Pulmonary arterial hypertension (PAH) disguises itself as several heart and lung conditions. PAH causes many of the same symptoms as heart disease and asthma, for example. Distinguishing between those conditions and PAH can be difficult, but several tests and tools can help your doctor decide if your symptoms are the result of the rare lung condition or some other cause.
What Is Pulmonary Arterial Hypertension?
Pulmonary arterial hypertension (PAH) is high blood pressure in the arteries of the lungs and the heart. The pulmonary arteries and capillaries carry blood from the heart to the lungs where the blood drops off oxygen-depleted cells and picks up oxygen-rich cells. Any narrowing or blockages in the pulmonary arteries can cause increased blood pressure. This type of high blood pressure is known as PAH. Over time, the increased pressure weakens the right side of the heart and the pulmonary arteries. This can ultimately lead to heart failure and possibly death.
Pulmonary Arterial Hypertension Is Hard to Catch
PAH isn’t easily caught on a routine physical exam. It’s hard to find and diagnose, even when doctors are looking for it. The symptoms of PAH disguise themselves as symptoms of other similar conditions. Even as PAH progresses and becomes worse, doctors may have a difficult time distinguishing between PAH and other heart and lung conditions. To decide what is causing your symptoms, your doctor may use one or more tests.
Tests Used to Diagnose PAH
Below are some of the tests that your doctor may use to detect the presence of PAH.
A blood test can help doctors see what is in your blood. They may be able to identify substances related to PAH. They may also be able to rule out other conditions or diseases with this test.
If PAH is advanced, a chest X-ray may show doctors the enlarged portion of your heart. However, this imaging test is not always successful. A chest X-ray will appear normal for one third of people who have PAH, according to the Mayo Clinic.
This test measures the electrical functions as they happen in your heart. Electrical functions are responsible for making your heartbeat regularly, in rhythm, and without error. A slight change in the electrical impulses can have big consequences for your heart and body.
PAH can usually be found with an echocardiogram. An echocardiogram is a noninvasive procedure that uses sound waves to give doctors a picture of your heart without performing open heart surgery. With this test, doctors can see if any part of the heart isn’t beating properly, or if one part has grown enlarged.
Two types of echocardiogram are used. The first is called a Doppler echocardiogram. This procedure involves placing a receiving device on your chest. The second is called a transesophageal echocardiogram. It requires doctors to place an imagine device into your esophagus.

# [Record set]
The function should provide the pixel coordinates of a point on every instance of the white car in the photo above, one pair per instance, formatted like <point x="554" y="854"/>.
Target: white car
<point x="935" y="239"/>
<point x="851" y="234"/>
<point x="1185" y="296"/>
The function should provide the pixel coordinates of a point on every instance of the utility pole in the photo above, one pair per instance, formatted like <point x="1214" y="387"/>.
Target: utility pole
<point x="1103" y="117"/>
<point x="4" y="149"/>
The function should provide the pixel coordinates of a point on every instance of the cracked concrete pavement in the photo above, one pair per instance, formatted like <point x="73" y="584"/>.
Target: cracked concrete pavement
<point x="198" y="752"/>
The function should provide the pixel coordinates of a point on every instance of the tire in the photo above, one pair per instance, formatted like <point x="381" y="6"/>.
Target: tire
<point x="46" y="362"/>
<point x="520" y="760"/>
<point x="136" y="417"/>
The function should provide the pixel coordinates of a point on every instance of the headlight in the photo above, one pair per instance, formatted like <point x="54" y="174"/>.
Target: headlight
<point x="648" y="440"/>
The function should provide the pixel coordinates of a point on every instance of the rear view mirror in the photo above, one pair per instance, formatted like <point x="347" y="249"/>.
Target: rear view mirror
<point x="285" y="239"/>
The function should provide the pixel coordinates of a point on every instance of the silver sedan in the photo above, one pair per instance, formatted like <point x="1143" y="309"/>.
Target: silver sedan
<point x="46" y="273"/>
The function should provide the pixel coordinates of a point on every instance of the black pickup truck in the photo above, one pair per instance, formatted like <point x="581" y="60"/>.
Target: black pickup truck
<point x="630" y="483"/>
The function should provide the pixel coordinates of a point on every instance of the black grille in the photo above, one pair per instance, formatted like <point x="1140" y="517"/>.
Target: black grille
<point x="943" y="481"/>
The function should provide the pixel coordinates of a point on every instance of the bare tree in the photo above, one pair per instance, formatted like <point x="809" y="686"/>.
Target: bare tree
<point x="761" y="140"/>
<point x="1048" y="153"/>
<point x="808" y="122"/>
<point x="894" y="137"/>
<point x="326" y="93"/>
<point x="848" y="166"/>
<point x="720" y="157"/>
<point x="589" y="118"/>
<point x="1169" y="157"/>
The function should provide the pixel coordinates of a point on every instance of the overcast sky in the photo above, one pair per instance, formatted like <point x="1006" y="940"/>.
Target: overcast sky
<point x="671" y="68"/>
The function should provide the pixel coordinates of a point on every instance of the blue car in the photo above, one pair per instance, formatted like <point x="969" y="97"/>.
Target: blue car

# [Required tasks]
1. Answer these from the article on pulmonary arterial hypertension, one line each:
(a) For what share of people with PAH does a chest X-ray appear normal, according to the Mayo Clinic?
(b) What does an echocardiogram use to give doctors a picture of the heart?
(c) Where do doctors place the imaging device in a transesophageal echocardiogram?
2. Under the heading "Tests Used to Diagnose PAH," the article on pulmonary arterial hypertension names several tests. List every one it names.
3. Pick up the article on pulmonary arterial hypertension after its final sentence and keep writing it.

# [Task responses]
1.
(a) One third.
(b) Sound waves.
(c) Into the esophagus.

2.
Blood test
Chest X-ray
Echocardiogram
Doppler echocardiogram
Transesophageal echocardiogram

3.
An echocardiogram is used to check for and diagnose several cardiac conditions, including PAH. Having this test may help your doctor rule out other conditions, even if he or she can’t confirm a PAH diagnosis.
If an echocardiogram is not conclusive or definitive, your doctor may request that you have a right heart catheterization. This test allows doctors to measure the pressure in your arteries and heart with a small, flexible tube that is inserted through the neck or groin.
Pulmonary Function Test
This test allows doctors to see how much air your lungs can hold. During the procedure, your doctor will also take a measurement of how the air flows into and out of your lungs. This test may be done several times so doctors can check for changes in your lungs’ capabilities.
A computed tomography (CT) scan allows doctors to see into your organs on a layer-by-layer level. This allows them to check for artery narrowing, blockages, or damage.
Magnetic resonance imaging (MRI) tests can give your doctors a picture of your body’s blood vessels. Like a CT scan, an MRI allows doctors to have a layer-by-layer look at all the organs involved.
Diagnosing Risk Factors and Related Conditions
People with a family history of PAH are at an increased risk for developing PAH, too. Your doctor may conduct a gene screening to see if you have the gene connected to PAH.
According to the American Journal of Cardiology, part of diagnosing PAH should involve identify a person’s individual risk factors for PAH. It should also involve looking for any conditions that might contribute to PAH or make the disease worse. For example, people with heart disease and congenital heart defects are at an increased risk for developing PAH. Also, people with scleroderma and HIV are more likely to have PAH. Finding a risk factor for PAH makes a PAH diagnosis easier and potentially faster.